### Set exercise
How many lines of the material contain the string "leather"? Give only the number.

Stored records
/---

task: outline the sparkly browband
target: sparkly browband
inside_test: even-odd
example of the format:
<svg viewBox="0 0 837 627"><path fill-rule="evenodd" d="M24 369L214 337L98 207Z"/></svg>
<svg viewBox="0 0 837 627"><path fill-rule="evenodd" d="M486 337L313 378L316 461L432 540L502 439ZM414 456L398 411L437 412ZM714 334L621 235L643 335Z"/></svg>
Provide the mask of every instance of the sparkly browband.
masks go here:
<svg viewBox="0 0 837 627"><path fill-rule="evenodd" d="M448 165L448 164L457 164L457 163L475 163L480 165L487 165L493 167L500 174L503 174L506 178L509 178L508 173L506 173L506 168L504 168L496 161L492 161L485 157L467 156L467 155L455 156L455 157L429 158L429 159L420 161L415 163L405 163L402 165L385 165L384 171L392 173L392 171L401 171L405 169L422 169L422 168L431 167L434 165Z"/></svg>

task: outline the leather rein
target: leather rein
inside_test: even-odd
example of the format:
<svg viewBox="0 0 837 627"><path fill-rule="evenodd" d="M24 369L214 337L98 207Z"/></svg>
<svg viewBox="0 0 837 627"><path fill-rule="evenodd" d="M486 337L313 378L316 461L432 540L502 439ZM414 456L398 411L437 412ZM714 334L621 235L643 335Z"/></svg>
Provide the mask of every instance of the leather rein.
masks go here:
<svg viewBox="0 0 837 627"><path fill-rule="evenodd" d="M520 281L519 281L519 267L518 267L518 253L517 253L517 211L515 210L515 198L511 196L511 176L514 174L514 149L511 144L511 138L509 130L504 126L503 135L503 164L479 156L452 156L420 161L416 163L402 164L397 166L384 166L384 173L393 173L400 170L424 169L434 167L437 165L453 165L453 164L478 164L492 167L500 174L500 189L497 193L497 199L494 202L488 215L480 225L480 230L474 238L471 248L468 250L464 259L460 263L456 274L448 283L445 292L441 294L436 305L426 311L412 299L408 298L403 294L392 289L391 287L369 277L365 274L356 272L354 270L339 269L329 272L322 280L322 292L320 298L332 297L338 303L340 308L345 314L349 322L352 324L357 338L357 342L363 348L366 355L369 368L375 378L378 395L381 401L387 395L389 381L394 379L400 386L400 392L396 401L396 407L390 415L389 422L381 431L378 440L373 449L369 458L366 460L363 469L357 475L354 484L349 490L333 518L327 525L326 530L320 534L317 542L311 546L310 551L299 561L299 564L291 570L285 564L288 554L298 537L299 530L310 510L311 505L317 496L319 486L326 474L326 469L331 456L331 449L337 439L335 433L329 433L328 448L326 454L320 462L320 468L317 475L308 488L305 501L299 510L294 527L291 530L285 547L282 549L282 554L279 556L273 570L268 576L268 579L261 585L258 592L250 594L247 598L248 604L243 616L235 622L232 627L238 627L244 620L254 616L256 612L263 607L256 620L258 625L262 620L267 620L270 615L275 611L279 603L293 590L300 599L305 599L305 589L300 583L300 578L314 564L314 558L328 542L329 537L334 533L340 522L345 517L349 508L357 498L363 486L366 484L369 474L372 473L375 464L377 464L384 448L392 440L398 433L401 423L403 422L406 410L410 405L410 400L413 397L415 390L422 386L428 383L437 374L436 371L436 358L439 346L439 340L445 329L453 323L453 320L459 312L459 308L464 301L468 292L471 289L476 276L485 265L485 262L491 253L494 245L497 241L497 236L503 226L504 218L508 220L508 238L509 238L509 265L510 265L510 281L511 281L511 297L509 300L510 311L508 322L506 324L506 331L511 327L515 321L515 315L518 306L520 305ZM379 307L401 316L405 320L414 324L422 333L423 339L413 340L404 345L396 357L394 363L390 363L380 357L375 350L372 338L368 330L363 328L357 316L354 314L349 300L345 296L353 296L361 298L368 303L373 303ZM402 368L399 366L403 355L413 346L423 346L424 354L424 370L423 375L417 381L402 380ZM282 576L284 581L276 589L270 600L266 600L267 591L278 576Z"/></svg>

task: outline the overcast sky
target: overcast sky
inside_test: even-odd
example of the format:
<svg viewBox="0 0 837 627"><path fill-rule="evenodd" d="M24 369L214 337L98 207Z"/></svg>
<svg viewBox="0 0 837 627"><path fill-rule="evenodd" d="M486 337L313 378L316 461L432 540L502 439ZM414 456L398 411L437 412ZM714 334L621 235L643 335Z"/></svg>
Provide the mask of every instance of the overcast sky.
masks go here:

\---

### Solved exercise
3